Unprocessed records
◆ ◆ ◆ ◆

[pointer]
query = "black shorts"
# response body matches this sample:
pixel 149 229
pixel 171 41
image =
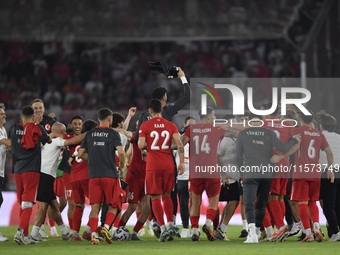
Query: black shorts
pixel 230 192
pixel 240 188
pixel 46 188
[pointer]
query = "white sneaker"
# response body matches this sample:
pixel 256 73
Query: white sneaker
pixel 141 232
pixel 53 232
pixel 251 239
pixel 335 237
pixel 42 232
pixel 3 238
pixel 185 233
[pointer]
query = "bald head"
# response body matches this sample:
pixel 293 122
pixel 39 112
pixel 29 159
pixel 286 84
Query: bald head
pixel 58 128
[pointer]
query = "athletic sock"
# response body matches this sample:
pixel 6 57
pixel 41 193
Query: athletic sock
pixel 138 226
pixel 276 213
pixel 304 216
pixel 194 221
pixel 76 219
pixel 314 211
pixel 245 224
pixel 25 219
pixel 158 211
pixel 109 219
pixel 168 208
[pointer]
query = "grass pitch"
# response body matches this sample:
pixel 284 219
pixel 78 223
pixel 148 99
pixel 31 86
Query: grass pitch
pixel 55 245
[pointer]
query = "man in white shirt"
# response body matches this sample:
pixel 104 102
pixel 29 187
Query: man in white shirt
pixel 330 192
pixel 4 144
pixel 45 195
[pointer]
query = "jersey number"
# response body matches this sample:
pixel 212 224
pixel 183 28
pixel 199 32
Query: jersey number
pixel 156 136
pixel 204 147
pixel 311 149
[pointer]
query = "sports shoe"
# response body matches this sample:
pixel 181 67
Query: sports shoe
pixel 208 232
pixel 86 236
pixel 251 239
pixel 19 239
pixel 307 239
pixel 29 240
pixel 149 227
pixel 157 230
pixel 244 233
pixel 42 232
pixel 296 230
pixel 164 236
pixel 94 240
pixel 141 232
pixel 335 237
pixel 134 237
pixel 77 238
pixel 3 238
pixel 172 234
pixel 185 233
pixel 53 232
pixel 106 234
pixel 219 234
pixel 317 235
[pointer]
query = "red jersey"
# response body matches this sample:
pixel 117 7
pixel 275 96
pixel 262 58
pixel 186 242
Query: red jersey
pixel 203 150
pixel 79 170
pixel 284 133
pixel 158 133
pixel 137 167
pixel 307 156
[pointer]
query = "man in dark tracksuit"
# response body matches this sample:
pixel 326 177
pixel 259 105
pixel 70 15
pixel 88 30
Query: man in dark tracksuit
pixel 257 144
pixel 168 112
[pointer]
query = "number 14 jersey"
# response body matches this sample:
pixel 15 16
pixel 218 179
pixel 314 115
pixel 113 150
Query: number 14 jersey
pixel 158 133
pixel 203 150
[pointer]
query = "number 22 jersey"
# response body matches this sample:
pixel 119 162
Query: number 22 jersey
pixel 158 133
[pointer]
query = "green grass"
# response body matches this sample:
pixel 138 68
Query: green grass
pixel 178 246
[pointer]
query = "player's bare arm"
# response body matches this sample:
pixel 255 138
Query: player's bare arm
pixel 180 150
pixel 6 142
pixel 330 173
pixel 132 111
pixel 75 140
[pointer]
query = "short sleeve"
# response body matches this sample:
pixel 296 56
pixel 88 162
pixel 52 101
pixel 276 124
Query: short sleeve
pixel 84 143
pixel 324 143
pixel 142 130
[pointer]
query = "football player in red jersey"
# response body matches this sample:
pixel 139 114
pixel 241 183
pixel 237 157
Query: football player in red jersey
pixel 307 173
pixel 204 139
pixel 156 134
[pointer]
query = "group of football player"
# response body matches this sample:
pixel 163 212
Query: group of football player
pixel 149 169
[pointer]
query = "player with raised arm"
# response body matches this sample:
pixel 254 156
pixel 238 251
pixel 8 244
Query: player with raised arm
pixel 203 138
pixel 101 144
pixel 168 112
pixel 49 159
pixel 156 135
pixel 5 143
pixel 307 173
pixel 26 139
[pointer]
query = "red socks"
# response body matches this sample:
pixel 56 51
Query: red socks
pixel 276 213
pixel 168 208
pixel 138 226
pixel 314 211
pixel 211 213
pixel 158 211
pixel 25 219
pixel 93 224
pixel 304 215
pixel 77 214
pixel 70 222
pixel 194 221
pixel 216 221
pixel 266 220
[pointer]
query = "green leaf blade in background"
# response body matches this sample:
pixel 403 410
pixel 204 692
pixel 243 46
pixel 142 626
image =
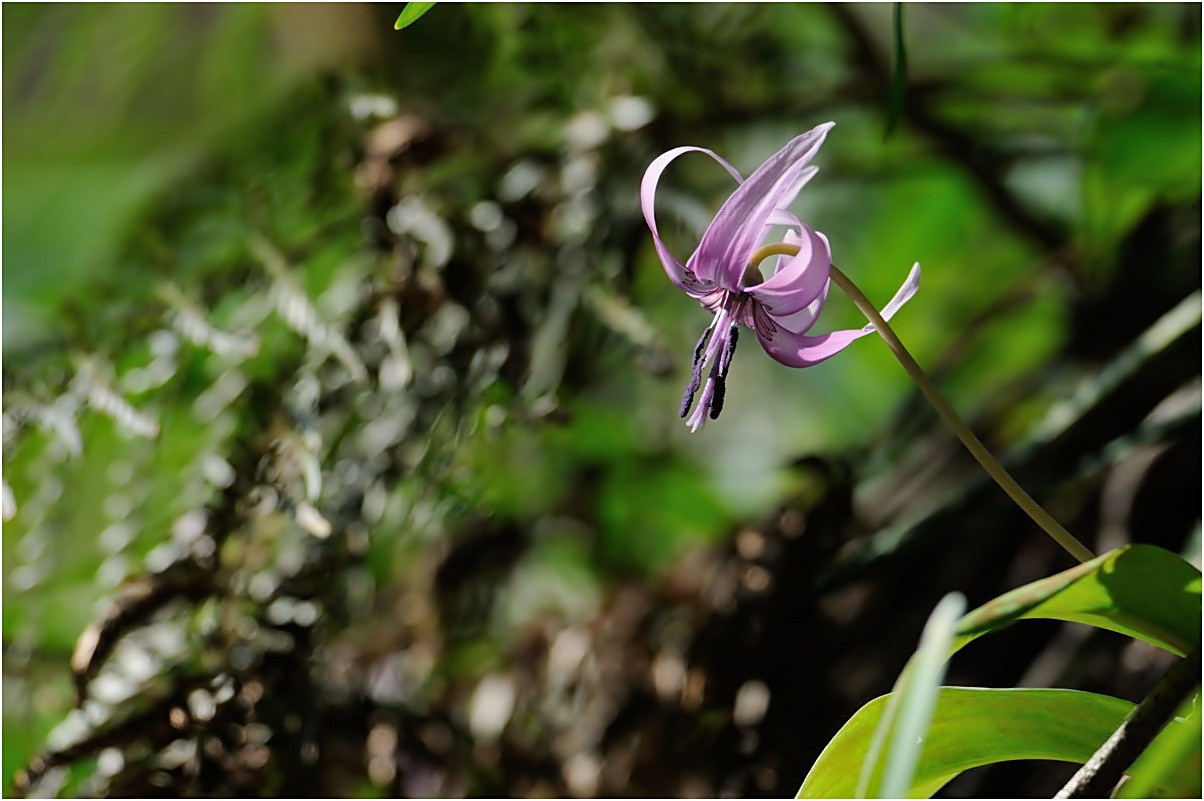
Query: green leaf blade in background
pixel 1139 590
pixel 1170 766
pixel 411 13
pixel 975 726
pixel 898 72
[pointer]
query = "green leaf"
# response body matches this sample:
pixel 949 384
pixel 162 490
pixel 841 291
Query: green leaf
pixel 411 13
pixel 898 74
pixel 1143 592
pixel 974 726
pixel 1170 766
pixel 909 711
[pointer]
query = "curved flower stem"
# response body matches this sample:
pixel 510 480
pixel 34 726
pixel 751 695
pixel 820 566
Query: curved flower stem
pixel 984 457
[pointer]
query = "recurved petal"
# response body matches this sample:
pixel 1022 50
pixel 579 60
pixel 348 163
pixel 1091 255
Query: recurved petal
pixel 798 349
pixel 737 228
pixel 673 266
pixel 801 351
pixel 804 318
pixel 800 281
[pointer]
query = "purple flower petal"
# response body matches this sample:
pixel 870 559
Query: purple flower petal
pixel 737 228
pixel 804 318
pixel 673 268
pixel 801 281
pixel 801 351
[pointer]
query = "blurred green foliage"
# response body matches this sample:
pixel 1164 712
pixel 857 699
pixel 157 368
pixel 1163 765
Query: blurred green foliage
pixel 214 216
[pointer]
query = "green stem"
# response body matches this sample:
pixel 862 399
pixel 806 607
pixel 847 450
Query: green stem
pixel 984 457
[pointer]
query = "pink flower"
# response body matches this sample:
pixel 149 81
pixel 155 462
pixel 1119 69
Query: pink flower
pixel 779 308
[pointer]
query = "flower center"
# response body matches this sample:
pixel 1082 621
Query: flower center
pixel 765 252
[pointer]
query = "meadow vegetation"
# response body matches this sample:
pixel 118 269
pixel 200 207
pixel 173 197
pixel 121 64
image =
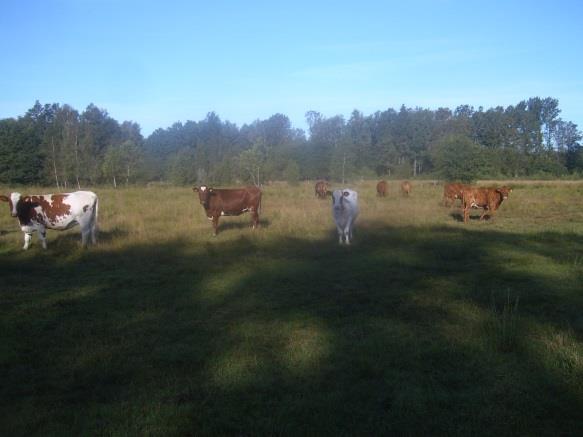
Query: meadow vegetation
pixel 424 326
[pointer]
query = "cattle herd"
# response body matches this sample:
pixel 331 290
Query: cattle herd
pixel 37 213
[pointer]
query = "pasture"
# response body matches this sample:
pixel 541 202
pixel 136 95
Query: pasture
pixel 424 326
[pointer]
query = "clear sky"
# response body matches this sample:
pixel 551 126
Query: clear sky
pixel 158 62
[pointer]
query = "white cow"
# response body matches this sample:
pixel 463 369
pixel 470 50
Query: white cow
pixel 345 211
pixel 55 211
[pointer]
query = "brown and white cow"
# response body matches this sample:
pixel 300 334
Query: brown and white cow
pixel 382 188
pixel 321 189
pixel 229 202
pixel 451 192
pixel 55 211
pixel 489 199
pixel 406 188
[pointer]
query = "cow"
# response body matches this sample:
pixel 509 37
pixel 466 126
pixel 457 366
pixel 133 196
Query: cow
pixel 321 189
pixel 344 210
pixel 55 211
pixel 405 188
pixel 228 202
pixel 451 192
pixel 489 199
pixel 382 188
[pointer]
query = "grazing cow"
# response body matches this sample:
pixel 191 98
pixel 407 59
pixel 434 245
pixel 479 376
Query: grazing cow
pixel 55 211
pixel 406 188
pixel 344 211
pixel 382 188
pixel 488 198
pixel 451 192
pixel 321 189
pixel 236 201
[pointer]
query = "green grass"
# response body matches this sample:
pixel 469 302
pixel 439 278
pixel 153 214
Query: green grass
pixel 163 329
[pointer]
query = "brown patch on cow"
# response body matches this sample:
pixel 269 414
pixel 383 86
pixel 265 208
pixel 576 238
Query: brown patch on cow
pixel 489 199
pixel 453 191
pixel 321 189
pixel 382 188
pixel 54 209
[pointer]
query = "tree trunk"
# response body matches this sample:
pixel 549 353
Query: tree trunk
pixel 55 164
pixel 77 162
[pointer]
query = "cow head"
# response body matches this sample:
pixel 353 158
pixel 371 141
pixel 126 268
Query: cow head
pixel 338 199
pixel 204 193
pixel 504 191
pixel 6 199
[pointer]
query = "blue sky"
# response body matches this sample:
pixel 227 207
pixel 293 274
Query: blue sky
pixel 159 62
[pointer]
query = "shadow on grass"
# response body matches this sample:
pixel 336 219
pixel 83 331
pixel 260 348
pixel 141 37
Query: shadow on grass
pixel 393 335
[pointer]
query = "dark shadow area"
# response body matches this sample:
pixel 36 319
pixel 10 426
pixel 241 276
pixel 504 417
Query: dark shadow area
pixel 229 225
pixel 394 335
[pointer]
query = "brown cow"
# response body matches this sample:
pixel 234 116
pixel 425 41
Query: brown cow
pixel 236 201
pixel 382 188
pixel 321 189
pixel 488 198
pixel 406 188
pixel 451 192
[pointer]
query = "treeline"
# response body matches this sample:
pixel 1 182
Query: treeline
pixel 54 144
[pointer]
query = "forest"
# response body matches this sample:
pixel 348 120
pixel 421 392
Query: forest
pixel 55 144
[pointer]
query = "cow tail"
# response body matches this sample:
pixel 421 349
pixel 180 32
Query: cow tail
pixel 95 213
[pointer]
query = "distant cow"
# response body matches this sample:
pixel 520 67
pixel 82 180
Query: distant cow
pixel 488 198
pixel 344 211
pixel 229 202
pixel 406 188
pixel 55 211
pixel 382 188
pixel 451 192
pixel 321 189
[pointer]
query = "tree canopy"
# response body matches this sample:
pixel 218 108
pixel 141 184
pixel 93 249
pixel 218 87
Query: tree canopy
pixel 56 144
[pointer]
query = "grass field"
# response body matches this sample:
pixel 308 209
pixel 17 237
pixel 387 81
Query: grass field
pixel 424 326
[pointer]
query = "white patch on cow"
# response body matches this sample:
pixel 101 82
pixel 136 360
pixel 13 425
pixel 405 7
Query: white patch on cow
pixel 345 210
pixel 14 197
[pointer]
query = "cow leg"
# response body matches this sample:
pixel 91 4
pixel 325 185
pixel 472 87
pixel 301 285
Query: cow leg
pixel 215 224
pixel 27 238
pixel 93 234
pixel 255 217
pixel 42 235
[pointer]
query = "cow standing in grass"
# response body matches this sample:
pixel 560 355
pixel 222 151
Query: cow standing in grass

◆ ◆ ◆ ◆

> _DIRECTIONS_
Reproduce the records word for word, starting at the beginning and ending with the line that contains "pixel 46 188", including that line. Leave the pictures out of your answer.

> _RESULT OF THE TASK_
[pointer]
query = "black shorts"
# response body matches this sample:
pixel 149 229
pixel 171 41
image =
Query: black shorts
pixel 230 192
pixel 240 188
pixel 46 188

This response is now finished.